## Task to carry out
Return every record below exactly as written, but leave out the pictures.

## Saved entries
-- start --

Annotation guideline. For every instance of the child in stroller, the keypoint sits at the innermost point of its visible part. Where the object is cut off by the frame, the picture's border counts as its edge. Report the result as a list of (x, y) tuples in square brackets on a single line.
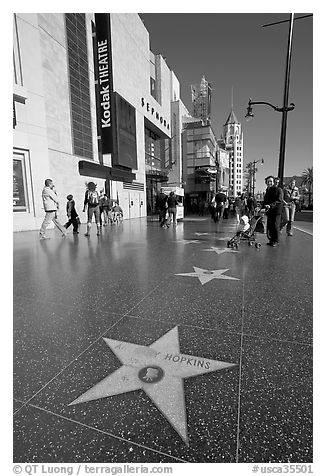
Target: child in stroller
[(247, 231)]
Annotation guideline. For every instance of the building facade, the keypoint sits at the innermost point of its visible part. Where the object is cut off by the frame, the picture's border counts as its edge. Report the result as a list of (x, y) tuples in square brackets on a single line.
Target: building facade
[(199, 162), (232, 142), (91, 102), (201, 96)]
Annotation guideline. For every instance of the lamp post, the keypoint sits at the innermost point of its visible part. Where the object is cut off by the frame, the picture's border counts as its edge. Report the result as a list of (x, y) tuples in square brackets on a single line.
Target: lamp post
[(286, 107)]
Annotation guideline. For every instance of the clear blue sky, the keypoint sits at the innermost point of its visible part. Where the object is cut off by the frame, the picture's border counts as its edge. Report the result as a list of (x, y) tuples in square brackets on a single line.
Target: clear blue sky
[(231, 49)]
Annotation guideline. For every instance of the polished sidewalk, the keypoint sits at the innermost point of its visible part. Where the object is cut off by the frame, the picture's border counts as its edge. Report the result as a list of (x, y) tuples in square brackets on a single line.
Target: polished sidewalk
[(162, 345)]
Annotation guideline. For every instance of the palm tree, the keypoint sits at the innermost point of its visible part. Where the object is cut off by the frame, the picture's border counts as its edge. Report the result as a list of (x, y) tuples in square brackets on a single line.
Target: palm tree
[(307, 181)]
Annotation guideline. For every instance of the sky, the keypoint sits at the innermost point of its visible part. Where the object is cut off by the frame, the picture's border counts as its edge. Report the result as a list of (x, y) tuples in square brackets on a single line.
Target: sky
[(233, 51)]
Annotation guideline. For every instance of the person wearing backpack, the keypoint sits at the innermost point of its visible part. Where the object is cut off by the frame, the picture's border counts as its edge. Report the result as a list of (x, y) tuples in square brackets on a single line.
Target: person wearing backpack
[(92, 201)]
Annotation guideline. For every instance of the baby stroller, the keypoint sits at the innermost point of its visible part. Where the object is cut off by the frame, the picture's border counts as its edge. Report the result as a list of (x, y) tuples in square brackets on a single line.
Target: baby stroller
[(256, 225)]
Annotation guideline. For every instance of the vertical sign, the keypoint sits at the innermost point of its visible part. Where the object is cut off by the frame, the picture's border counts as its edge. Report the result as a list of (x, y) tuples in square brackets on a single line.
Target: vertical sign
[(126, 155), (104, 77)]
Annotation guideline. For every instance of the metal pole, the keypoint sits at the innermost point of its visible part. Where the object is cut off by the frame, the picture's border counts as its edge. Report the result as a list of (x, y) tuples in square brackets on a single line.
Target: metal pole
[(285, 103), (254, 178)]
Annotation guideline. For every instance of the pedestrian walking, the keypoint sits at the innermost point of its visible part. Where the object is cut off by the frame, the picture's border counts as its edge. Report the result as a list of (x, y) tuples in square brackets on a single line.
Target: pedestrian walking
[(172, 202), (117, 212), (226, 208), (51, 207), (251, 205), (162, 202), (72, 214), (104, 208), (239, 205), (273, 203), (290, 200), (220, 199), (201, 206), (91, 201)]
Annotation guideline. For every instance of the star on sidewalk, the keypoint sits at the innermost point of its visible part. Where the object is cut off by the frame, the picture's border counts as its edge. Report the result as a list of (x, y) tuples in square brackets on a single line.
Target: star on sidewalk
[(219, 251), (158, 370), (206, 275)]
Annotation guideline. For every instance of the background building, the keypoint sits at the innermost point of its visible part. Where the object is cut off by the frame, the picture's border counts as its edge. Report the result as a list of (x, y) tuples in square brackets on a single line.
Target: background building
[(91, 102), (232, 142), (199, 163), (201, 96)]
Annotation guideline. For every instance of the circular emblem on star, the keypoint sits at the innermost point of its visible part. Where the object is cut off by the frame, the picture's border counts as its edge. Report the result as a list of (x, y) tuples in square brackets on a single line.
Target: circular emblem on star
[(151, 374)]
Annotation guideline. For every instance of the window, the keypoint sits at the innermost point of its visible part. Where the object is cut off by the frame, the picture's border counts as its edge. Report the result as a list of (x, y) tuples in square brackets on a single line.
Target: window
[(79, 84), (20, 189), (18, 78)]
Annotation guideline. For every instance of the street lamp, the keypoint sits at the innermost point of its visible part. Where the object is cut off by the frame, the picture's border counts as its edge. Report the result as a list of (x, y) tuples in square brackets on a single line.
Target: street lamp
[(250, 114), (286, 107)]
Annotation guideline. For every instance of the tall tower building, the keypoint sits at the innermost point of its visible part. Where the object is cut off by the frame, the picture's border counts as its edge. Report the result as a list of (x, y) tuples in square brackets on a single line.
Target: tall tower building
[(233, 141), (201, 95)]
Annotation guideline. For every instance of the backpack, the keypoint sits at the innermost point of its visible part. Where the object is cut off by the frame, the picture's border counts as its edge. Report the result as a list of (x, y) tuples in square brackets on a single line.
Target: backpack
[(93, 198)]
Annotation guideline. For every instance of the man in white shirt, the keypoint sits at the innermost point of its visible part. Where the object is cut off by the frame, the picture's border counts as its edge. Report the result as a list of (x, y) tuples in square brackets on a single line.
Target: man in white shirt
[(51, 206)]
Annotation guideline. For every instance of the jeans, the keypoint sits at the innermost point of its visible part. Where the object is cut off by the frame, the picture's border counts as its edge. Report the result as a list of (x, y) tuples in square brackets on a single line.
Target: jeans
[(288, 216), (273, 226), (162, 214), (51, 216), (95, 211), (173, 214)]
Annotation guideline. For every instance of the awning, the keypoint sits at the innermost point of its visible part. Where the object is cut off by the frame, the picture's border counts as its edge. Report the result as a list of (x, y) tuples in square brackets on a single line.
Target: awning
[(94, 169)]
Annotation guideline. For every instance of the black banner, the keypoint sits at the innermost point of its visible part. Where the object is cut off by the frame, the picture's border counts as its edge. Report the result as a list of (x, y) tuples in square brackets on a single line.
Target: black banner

-- end --

## Full solution
Annotation guideline. For every instance of the child in stroller, the keypoint sits at the innermost point of its visible part. Where the object is cut off by the frame, the picture's border counts as its edge. Report the result as a list of (x, y) tuples in square brackets on a single line.
Target: child in stroller
[(247, 231)]
Annotation guideline. For every instance of the building facade, the keypoint sits at the innermost point of its visible part. Where the object is cut off by the frame, the picture's border counts as its edge. Report the result as a list of (x, y) tuples in square brackets on a single line.
Target: building facade
[(199, 162), (232, 142), (91, 102), (201, 96)]
Annotation guideline. For every instance of the lamp post, the keypoint sits at the innermost point of its visible part. Where the object is cut off by the frame, the picture's border counts as its edge. Report the result as a list of (x, y) tuples in square brackets on a single line.
Target: lamp post
[(286, 107)]
Annotation guideline. For every instance of the clear blue sky, the keypoint sits at the innermost point of its visible part. Where the object is cut off by the frame, the picture's border counts as its edge. Report the result as a list of (x, y) tuples in square brackets on a single line.
Target: clear blue sky
[(231, 49)]
Annotation guideline. For every instance of the polished sidewalk, the keypoint sits at the innermost point of its visible part. Where the object is cut off by the frame, the picture's border counts as its edge. Report the result as a list of (x, y) tuples in square brackets on a single line.
Target: polished sidewalk
[(162, 345)]
Annotation guideline. For every instance of the palm tree, the keypoint sits at the innermost point of its visible part. Where the object is cut off by the frame, the picture's border counts as its edge. Report the result as a list of (x, y) tuples in square brackets on a single line.
Target: palm tree
[(307, 181)]
Annotation guideline. For every instance of the sky, the keypoint sits at the innermost point of its visible part. Where the object is cut off by the frame, the picture's border counts as its edge. Report the result as a list of (x, y) tuples in square brackets on a single line.
Target: sky
[(233, 51)]
Annotation guideline. For every instance of the person wearing backpack, the keypoint sits at the innermost point of its visible part. Where the object is cut off by the frame, the picture's border counts as its edge. Report the result as a list of (x, y) tuples in square brackets on a single line.
Target: person wearing backpack
[(92, 201)]
Annotation guideline. For every instance of the baby stroller, the keypoint sits at the innermost point of its visible part. Where the object is cut off by the frame, the picture's border counts as its edge. Report the result as a list of (x, y) tuples in square brackets on a single line.
Target: baby stroller
[(256, 225)]
Annotation guideline. For every instance of the vertical sign, the keypoint sits at the innermost point of its visible part. Where the object is cut off by the frame, the picture's border counts as its edge. Report the result as a list of (x, y) tuples in square brackets on a single line.
Target: vertical sign
[(126, 155), (104, 77)]
Annotation guideline. For every instance of the metal pole, the keypoint sits at the innermost point of its visible part. Where the object is cut off by the frame, the picture's border counts as its edge. Report the result as a list of (x, y) tuples in square brackets on a single line.
Target: metal pole
[(285, 103), (254, 178)]
Annotation guideline. For every instance of the pedestrian walking, the keypoint sits at the innermost point of its visible part. Where the object is cut off by the frame, the picture's border counts as its edge. Report the result as a list of (x, y) tuples in square brackets on a single line.
Target: pedestrian walking
[(172, 202), (117, 212), (226, 208), (51, 207), (251, 205), (162, 202), (72, 214), (104, 208), (239, 205), (273, 203), (290, 200), (220, 199), (201, 206), (91, 201)]
Annotation guideline. For every instance of the star on sidewalk, the keypoint sits at the innermost point of its visible part. Where the object is cut off by the frame, the picture's border counts as its edge. Report the result as a list of (x, y) tuples in square brackets on a single line.
Target: star on sidewalk
[(219, 251), (158, 370), (206, 275)]
Annotation guideline. For every instance of the background building, the keypoint sits at the innermost point of its visible part. Where the object is cut off by the frame, the picture's border counts as its edge. Report the result as a list of (x, y) tuples in square brackets on a single line.
Target: background building
[(91, 102), (232, 142), (199, 163), (201, 96)]
Annotation guideline. For every instance of the circular emblem on star, the keypoint sits at the innermost point of its visible part. Where the object is cut off by the frame, the picture's border counts as its edge. Report the result as a list of (x, y) tuples in square brackets on a single line.
Target: circular emblem on star
[(151, 374)]
Annotation guideline. For every instance of the window, the keypoint sits at the innermost point of its visible part. Where the object is cut off by the frame, the picture's border counts as its edge. Report the result as a list of (x, y) tuples in square brackets on a single line.
Target: window
[(79, 84), (20, 189), (18, 78)]
Annotation guideline. For every instance of the street lamp, the keypoint sits at the innermost point of its visible part. Where the object is cut off by the frame, the picture's border counts as its edge. Report the result as a list of (x, y) tuples in square brackets on a single line.
Target: street lamp
[(250, 114), (286, 107)]
Annotation guideline. For every instance of the tall tower building, the keypoint sits at the innermost point of its visible part. Where the object is cut off by the frame, the picture's border counts as its edge. Report the result as a list of (x, y) tuples in square brackets on a single line.
Target: tall tower building
[(233, 141), (201, 95)]
Annotation guideline. For every instance of the backpack, the keypoint sits at the innermost point of its visible part. Where the object is cut off by the frame, the picture's border counts as its edge. Report the result as a list of (x, y) tuples in square brackets on a single line.
Target: backpack
[(93, 198)]
Annotation guideline. For every instance of the man in white shirt, the keypoint sits at the innermost point of its visible part. Where the object is cut off by the frame, the picture's border counts as its edge. Report the result as a list of (x, y) tuples in square brackets on a single line.
Target: man in white shirt
[(51, 206)]
Annotation guideline. For every instance of the jeans, the keypoint sits at the innermost point of its visible part. Where the object is cut off by the frame, the picture's border counts as its edge. Report the result as a list of (x, y) tuples in square brackets on a single line.
Target: jeans
[(288, 216), (273, 226), (162, 214), (51, 216), (95, 211), (173, 214)]
Annotation guideline. For every instance of the awning, the keypoint sits at the innermost point of its visible part. Where the object is cut off by the frame, the picture's border counts as its edge. Report the result as a list of (x, y) tuples in square brackets on a single line.
Target: awning
[(94, 169)]
Annotation guideline. For every instance of the black banner, the keypoint sits at the innermost point of its visible part. Where the object is cut off by the frame, the picture's border counts as its edge. Report the result as a list of (x, y) tuples in square brackets on a single line.
Target: black banner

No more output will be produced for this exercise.